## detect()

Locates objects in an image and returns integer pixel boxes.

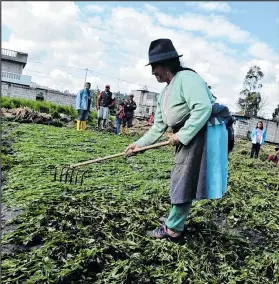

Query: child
[250,121,266,158]
[115,103,125,135]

* Written instruction *
Rewrite the data as a numbered list, one line per item, without the blank lines. Leave out the picture.

* Finished answer *
1. ## detect()
2. Locates objects in an image and returns integer pixel boxes.
3. Query: child
4. [250,121,266,158]
5. [115,103,125,135]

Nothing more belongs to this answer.